**EXTRACTED DATA:**
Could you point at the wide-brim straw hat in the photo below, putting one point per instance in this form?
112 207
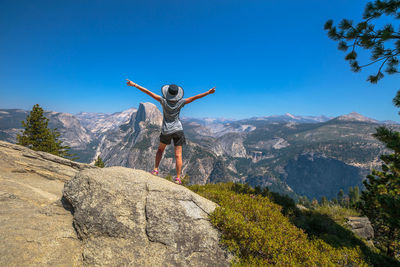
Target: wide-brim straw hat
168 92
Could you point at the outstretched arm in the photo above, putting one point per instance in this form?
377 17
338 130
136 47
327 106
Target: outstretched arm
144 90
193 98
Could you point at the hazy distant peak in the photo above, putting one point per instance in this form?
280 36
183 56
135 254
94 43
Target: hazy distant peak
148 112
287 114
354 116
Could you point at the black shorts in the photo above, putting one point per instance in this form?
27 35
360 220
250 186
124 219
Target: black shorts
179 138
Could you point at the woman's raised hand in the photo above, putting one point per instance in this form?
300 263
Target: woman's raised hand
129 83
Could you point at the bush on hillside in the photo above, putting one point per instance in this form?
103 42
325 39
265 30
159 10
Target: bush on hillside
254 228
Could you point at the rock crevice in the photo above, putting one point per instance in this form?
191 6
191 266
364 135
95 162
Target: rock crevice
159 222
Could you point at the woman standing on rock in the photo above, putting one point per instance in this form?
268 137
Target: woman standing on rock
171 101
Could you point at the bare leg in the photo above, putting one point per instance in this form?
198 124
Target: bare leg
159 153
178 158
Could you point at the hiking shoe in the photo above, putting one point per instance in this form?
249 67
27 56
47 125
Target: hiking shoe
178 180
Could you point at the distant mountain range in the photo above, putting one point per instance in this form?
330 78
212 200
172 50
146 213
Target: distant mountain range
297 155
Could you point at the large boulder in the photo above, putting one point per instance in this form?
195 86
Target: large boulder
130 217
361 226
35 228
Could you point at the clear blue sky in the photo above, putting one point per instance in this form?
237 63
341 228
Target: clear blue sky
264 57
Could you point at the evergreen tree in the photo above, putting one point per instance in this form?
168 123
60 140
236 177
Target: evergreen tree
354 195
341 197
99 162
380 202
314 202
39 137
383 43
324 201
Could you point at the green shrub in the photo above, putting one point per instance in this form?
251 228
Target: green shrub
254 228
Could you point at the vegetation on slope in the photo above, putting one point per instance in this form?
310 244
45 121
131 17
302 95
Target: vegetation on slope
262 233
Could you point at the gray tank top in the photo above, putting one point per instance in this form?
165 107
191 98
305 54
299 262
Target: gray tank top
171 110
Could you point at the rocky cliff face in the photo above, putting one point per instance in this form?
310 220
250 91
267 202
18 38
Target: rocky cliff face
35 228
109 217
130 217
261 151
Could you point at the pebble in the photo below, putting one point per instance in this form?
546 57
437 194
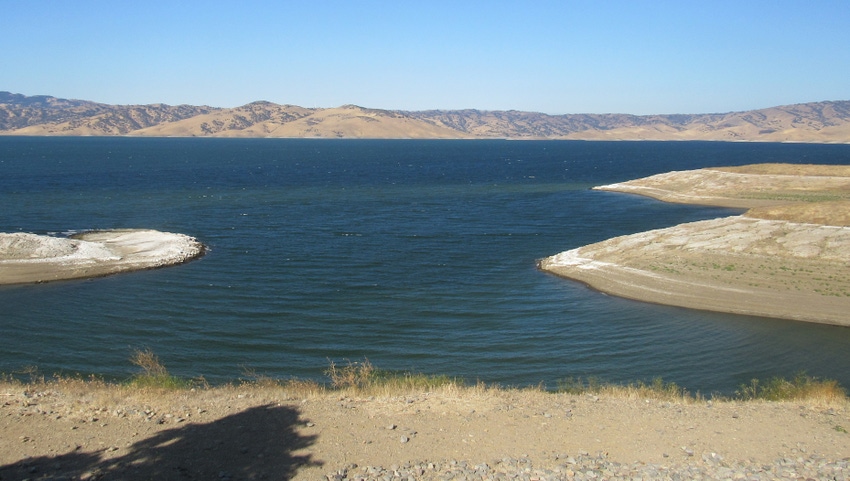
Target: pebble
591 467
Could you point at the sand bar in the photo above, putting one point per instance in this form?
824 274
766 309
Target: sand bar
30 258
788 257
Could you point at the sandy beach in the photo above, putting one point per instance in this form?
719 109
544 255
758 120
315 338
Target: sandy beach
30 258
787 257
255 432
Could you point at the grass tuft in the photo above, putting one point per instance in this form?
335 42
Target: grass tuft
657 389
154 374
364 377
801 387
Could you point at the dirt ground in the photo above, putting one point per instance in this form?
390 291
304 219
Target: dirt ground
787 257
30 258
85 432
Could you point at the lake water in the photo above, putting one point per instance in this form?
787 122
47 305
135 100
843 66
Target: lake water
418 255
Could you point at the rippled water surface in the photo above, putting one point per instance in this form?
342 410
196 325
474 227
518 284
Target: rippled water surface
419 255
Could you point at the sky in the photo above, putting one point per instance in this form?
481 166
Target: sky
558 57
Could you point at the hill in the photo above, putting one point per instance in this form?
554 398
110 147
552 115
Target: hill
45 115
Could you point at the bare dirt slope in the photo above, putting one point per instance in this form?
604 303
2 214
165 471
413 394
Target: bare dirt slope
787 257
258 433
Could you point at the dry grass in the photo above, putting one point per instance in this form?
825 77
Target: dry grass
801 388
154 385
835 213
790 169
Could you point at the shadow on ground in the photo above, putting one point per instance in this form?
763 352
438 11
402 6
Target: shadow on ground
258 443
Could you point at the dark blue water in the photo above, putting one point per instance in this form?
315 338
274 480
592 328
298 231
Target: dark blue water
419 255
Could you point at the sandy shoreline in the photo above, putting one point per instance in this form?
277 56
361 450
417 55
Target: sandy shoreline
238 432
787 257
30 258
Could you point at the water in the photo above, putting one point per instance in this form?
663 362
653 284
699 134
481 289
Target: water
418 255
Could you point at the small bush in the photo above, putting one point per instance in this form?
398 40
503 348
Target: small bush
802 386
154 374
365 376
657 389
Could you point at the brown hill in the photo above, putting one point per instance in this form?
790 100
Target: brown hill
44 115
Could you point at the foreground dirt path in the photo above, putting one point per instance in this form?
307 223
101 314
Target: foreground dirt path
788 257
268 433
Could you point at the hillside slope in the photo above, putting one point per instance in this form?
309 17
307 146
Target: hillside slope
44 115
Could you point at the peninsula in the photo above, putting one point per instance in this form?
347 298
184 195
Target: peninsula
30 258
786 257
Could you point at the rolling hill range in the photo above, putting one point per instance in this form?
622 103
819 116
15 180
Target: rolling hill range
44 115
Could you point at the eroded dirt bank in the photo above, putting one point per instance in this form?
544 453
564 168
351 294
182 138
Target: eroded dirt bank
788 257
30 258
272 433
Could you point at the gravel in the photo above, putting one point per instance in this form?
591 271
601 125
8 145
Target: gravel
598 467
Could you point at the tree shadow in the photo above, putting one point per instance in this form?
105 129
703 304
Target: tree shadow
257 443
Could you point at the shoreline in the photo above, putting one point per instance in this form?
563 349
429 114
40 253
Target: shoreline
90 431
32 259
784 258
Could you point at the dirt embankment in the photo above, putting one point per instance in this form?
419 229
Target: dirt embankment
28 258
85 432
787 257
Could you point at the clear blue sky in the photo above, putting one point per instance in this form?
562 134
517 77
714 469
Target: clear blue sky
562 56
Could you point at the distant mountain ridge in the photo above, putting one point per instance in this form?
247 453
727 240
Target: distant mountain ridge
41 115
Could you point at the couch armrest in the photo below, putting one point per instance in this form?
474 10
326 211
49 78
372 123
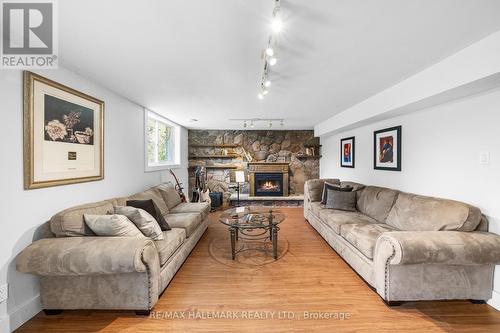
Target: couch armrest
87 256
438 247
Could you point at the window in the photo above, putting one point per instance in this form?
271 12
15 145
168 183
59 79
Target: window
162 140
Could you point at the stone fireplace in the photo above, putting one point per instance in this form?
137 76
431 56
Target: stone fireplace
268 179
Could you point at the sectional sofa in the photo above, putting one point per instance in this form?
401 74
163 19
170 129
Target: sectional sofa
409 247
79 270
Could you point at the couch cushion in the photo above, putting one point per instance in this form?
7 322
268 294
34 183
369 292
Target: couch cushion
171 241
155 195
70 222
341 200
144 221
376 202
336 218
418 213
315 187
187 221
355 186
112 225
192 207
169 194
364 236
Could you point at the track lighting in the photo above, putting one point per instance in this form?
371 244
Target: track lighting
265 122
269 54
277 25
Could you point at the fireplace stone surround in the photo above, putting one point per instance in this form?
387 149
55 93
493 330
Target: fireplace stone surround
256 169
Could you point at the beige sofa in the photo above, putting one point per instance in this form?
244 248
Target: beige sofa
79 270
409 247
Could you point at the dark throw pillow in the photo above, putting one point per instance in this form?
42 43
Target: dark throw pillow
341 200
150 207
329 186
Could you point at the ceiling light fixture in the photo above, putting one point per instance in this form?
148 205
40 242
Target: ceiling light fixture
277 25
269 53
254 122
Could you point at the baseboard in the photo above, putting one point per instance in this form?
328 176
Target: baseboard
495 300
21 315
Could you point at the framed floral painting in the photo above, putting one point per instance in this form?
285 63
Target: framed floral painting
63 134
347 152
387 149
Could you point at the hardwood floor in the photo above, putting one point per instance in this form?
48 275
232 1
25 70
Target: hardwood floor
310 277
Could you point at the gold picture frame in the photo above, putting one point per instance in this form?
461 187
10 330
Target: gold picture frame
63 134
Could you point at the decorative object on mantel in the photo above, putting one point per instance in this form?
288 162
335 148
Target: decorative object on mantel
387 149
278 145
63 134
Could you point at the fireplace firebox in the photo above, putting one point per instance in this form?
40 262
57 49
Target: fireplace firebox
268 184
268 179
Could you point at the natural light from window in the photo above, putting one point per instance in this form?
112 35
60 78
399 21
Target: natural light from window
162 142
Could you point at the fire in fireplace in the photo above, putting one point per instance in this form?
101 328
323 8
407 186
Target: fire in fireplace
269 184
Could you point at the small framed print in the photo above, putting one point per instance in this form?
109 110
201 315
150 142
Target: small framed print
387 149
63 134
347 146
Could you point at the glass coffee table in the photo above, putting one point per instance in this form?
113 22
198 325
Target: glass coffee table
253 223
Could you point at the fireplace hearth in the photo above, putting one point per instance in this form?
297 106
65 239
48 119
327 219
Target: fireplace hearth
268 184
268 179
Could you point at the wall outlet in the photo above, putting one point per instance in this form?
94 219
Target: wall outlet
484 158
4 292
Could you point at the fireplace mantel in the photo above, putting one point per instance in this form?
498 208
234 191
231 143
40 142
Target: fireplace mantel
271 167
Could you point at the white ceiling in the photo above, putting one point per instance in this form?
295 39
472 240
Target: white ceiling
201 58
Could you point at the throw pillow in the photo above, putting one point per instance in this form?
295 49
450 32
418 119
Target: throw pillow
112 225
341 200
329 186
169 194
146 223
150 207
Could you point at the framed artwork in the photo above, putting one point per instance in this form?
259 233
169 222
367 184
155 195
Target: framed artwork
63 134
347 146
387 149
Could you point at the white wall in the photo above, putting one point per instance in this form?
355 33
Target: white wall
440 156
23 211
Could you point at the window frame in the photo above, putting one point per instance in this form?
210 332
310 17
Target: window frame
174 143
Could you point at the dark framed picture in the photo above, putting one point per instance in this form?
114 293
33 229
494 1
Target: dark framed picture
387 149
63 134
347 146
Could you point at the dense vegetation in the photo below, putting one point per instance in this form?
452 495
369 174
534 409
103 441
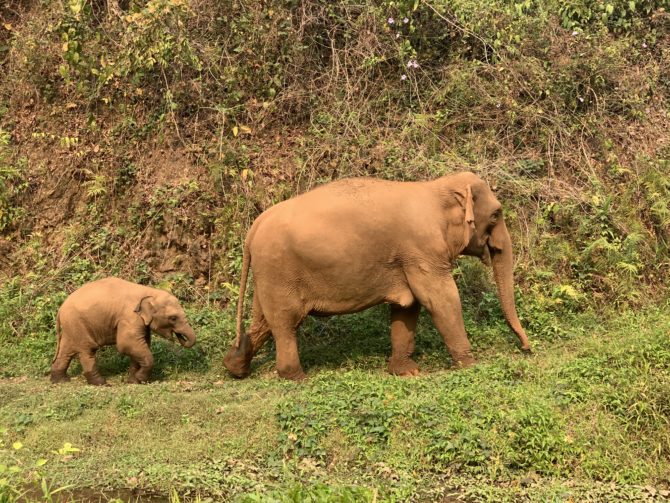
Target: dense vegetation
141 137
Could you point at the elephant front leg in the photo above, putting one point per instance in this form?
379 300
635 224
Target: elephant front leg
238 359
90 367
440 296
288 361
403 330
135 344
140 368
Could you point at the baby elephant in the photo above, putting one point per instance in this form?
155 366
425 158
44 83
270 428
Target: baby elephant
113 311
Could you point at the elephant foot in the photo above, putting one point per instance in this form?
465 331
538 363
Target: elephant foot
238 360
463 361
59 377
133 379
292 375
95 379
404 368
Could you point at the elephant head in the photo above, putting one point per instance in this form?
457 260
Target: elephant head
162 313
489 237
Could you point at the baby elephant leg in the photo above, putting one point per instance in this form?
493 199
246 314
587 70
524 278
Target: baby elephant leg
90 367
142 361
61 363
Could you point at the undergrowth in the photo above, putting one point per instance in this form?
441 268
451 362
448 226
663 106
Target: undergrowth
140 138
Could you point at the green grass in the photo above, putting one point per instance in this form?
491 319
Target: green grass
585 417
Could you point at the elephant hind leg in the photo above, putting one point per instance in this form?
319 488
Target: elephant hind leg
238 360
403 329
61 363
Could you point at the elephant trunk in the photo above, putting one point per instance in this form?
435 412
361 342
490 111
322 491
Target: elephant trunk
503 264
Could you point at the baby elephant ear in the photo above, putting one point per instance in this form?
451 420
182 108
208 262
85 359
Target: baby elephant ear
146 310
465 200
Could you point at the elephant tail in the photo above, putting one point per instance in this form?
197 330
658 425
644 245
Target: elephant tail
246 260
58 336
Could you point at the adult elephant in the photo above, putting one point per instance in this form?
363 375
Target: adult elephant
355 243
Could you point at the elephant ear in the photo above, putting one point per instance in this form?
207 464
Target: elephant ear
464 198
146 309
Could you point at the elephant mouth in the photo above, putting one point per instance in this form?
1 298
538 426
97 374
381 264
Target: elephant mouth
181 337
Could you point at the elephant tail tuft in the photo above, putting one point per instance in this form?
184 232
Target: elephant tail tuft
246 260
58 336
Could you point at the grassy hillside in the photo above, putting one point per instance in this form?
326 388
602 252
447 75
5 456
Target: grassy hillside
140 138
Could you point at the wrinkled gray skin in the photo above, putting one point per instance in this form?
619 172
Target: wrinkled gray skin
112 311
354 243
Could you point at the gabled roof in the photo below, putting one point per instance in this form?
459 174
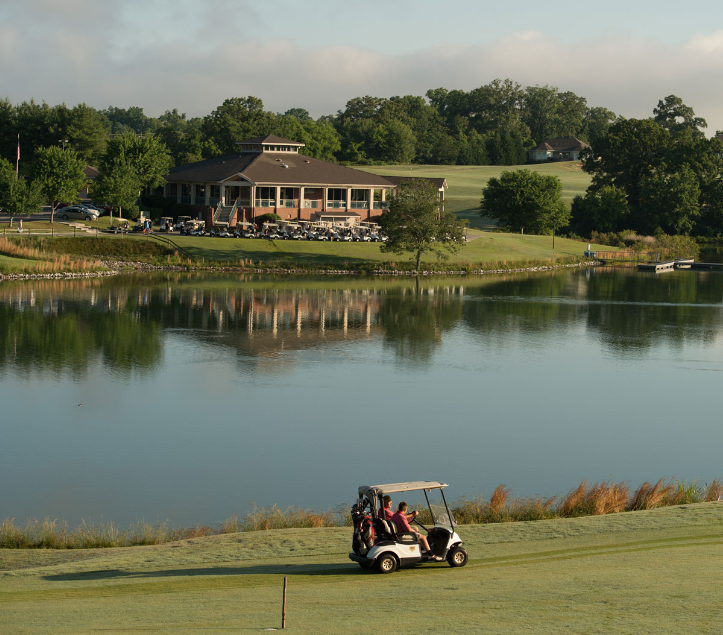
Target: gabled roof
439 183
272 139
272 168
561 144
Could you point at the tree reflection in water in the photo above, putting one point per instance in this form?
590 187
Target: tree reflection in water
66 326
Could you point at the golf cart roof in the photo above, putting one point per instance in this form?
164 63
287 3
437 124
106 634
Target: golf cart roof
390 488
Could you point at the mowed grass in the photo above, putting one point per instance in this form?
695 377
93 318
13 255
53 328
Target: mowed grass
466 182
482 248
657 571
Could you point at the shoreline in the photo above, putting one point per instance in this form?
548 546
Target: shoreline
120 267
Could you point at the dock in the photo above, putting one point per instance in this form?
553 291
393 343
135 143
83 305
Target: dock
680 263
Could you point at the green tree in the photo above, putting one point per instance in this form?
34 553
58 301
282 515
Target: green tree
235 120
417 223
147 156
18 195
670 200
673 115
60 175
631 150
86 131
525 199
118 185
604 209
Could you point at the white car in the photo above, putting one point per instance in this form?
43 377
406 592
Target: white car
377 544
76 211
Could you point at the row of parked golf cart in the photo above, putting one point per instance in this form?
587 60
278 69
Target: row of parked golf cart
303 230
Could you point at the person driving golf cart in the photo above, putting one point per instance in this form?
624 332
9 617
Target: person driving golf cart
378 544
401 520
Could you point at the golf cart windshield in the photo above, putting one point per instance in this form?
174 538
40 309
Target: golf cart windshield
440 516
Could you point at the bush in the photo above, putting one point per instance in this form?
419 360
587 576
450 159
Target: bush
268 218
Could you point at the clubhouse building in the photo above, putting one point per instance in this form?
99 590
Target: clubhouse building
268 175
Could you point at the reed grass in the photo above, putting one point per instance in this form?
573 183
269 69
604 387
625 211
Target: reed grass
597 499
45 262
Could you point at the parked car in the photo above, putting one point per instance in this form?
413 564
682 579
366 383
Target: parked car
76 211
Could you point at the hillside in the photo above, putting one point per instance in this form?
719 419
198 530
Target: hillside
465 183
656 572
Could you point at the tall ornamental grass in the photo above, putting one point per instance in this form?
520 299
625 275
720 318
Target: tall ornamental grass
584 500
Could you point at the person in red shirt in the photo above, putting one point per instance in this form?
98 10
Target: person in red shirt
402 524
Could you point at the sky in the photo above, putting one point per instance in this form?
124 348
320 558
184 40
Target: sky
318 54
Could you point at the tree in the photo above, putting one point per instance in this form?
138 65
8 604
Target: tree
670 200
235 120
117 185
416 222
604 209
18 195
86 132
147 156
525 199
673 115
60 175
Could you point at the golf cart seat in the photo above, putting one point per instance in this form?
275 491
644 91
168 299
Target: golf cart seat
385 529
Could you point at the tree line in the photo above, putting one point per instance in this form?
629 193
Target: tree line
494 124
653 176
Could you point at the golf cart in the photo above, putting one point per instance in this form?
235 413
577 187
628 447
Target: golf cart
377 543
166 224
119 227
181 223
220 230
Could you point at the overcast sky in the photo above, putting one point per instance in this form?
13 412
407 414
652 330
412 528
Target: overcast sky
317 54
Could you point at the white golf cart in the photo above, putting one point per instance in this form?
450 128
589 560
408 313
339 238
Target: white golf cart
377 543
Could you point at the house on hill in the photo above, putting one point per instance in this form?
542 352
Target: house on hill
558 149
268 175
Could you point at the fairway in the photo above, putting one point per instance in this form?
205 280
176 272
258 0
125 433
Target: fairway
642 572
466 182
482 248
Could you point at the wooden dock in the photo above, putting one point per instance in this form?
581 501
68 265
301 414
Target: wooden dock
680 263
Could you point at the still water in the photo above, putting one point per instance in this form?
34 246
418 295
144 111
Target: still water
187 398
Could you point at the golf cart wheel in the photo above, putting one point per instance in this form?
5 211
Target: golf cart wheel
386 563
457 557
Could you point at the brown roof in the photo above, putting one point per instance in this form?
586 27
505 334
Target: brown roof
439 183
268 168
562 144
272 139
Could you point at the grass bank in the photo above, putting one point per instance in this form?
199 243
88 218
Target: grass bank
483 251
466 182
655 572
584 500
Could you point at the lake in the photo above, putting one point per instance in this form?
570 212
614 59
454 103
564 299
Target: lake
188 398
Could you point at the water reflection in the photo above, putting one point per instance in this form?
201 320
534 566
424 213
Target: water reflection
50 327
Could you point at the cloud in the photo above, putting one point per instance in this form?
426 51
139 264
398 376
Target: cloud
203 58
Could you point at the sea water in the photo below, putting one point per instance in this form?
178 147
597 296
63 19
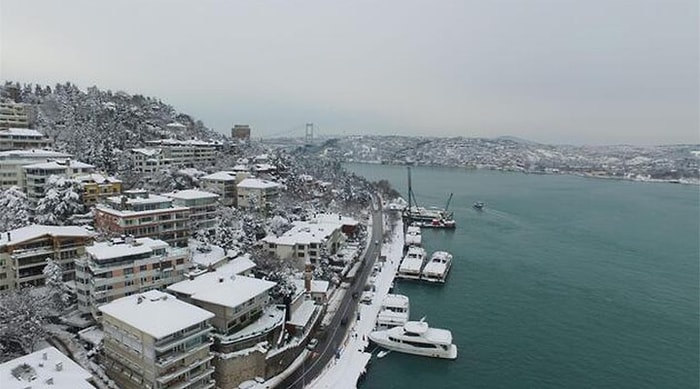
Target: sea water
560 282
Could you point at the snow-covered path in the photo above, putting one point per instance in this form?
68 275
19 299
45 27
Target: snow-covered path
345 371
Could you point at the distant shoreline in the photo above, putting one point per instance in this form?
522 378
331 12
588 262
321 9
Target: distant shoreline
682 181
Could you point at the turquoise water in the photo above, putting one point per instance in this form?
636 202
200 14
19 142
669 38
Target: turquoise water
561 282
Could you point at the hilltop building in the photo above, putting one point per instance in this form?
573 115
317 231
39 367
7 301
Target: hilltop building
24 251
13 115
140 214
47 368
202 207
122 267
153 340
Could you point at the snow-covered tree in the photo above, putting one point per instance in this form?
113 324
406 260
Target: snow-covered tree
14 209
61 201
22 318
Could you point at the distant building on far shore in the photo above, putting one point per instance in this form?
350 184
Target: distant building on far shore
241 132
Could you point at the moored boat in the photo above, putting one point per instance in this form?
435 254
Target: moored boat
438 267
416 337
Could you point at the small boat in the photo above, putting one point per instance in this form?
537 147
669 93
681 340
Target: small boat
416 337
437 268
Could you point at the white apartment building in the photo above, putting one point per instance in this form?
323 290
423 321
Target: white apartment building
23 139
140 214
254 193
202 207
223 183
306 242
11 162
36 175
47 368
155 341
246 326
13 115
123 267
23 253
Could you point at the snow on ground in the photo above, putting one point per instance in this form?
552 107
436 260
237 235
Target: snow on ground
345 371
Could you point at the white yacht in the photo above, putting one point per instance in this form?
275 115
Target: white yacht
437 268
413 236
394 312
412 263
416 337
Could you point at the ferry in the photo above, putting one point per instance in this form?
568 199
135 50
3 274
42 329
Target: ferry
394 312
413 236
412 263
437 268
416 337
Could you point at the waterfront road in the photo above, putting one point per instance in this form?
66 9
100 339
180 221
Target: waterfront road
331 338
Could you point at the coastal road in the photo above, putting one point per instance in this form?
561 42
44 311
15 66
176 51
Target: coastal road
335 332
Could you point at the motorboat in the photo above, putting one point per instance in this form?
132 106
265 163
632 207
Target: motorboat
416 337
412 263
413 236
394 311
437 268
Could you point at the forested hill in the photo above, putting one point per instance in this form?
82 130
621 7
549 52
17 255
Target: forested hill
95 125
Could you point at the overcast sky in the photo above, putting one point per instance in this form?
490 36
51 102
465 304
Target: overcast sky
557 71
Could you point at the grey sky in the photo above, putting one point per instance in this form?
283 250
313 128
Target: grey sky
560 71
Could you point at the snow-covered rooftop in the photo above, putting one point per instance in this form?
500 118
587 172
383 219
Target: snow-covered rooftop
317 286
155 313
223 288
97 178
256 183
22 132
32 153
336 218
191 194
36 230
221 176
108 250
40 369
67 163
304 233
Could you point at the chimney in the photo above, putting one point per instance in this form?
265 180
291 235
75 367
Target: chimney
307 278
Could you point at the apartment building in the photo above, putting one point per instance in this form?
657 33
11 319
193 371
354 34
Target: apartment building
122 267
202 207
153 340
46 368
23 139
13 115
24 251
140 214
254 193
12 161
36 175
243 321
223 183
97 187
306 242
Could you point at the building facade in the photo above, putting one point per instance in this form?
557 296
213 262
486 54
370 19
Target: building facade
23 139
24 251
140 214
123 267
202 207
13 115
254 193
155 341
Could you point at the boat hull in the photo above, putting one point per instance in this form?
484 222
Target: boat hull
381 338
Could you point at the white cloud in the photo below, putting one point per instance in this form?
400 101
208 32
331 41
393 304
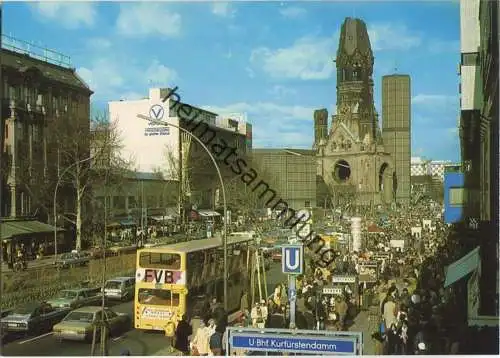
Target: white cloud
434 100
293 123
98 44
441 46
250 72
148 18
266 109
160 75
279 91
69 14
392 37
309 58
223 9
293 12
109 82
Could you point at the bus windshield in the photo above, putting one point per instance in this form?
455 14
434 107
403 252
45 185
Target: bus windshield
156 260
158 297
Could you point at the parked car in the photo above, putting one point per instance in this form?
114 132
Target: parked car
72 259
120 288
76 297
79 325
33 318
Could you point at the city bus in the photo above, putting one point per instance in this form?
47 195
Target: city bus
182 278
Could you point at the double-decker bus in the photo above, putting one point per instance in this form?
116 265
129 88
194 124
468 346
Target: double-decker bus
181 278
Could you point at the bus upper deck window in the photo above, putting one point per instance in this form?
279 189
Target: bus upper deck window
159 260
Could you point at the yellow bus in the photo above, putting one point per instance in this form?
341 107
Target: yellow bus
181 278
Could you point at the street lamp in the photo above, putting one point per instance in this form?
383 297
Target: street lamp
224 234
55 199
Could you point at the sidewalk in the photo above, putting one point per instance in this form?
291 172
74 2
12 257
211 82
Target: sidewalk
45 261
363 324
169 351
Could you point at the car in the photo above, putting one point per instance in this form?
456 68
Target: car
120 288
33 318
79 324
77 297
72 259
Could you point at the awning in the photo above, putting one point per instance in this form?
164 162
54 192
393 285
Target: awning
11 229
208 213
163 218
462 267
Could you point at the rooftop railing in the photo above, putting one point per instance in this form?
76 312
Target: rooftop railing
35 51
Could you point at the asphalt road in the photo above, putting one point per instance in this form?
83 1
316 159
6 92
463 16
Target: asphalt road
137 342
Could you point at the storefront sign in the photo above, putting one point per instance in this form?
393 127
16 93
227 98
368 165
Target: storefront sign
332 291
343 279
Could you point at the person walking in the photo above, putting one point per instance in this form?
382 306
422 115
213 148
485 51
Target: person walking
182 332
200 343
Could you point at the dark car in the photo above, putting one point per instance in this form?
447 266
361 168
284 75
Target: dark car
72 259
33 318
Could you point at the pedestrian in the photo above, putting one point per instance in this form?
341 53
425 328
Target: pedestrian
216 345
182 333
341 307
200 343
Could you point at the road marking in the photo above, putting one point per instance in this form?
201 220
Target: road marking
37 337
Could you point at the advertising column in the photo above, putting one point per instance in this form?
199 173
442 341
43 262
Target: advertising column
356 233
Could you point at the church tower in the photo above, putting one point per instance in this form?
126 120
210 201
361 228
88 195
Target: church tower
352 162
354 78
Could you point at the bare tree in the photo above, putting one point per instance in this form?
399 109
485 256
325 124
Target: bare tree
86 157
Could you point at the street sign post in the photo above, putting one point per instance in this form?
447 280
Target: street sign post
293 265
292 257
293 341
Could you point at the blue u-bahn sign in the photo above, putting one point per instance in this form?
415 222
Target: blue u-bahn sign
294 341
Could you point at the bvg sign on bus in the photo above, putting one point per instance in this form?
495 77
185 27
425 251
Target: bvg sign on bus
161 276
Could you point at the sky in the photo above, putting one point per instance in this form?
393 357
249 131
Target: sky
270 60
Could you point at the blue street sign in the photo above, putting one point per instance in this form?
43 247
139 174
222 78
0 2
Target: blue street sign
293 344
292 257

**PROBLEM DESCRIPTION:**
Everything from the line containing "Could you point at the pedestrian" through the final line of the listing, inclusive, must be reproduced exactly; leave out the rest.

**RESULT OF THIS EXERCISE:**
Could you point at the pedestrian in the photo above, putting one point per instance in this form?
341 53
425 328
Target: pedestrian
216 345
182 333
341 307
200 343
Could you point at the road marking in the photo above, putting one point per instance in this form?
201 220
Target: road marking
37 337
Could you point at the advertising column in the photo above, putting one point per instance in this form?
199 173
442 341
43 262
Target: advertising column
356 233
Could you point at the church tower in the photo above, putting one point per instance in this form?
126 120
210 201
361 228
88 195
Target: church tower
352 162
354 78
Could you point at the bare tree in the photo above, putting one point per instance in this form?
399 109
485 256
325 124
Target: bare tree
86 157
Could you point at the street sign post in the photo above, putting one point per instance in this form?
447 280
Target: street sign post
293 265
292 257
293 341
Could you point at the blue u-bahn sign in the photo above, putting one point per instance in this form?
415 222
Target: blue u-bahn sign
294 341
Could you point at the bvg sign on bus in the photo above, putting one point per instance in this form?
495 77
185 27
425 251
Target: bvg sign on bus
161 276
Could you point at the sky in the photo above, putting one point per instance in this form?
393 357
249 131
Target: sky
270 60
Could you point at the blue street sign in the photo above, putting one point per instance in this form?
43 247
139 174
222 78
0 2
Target: blue street sign
293 344
292 257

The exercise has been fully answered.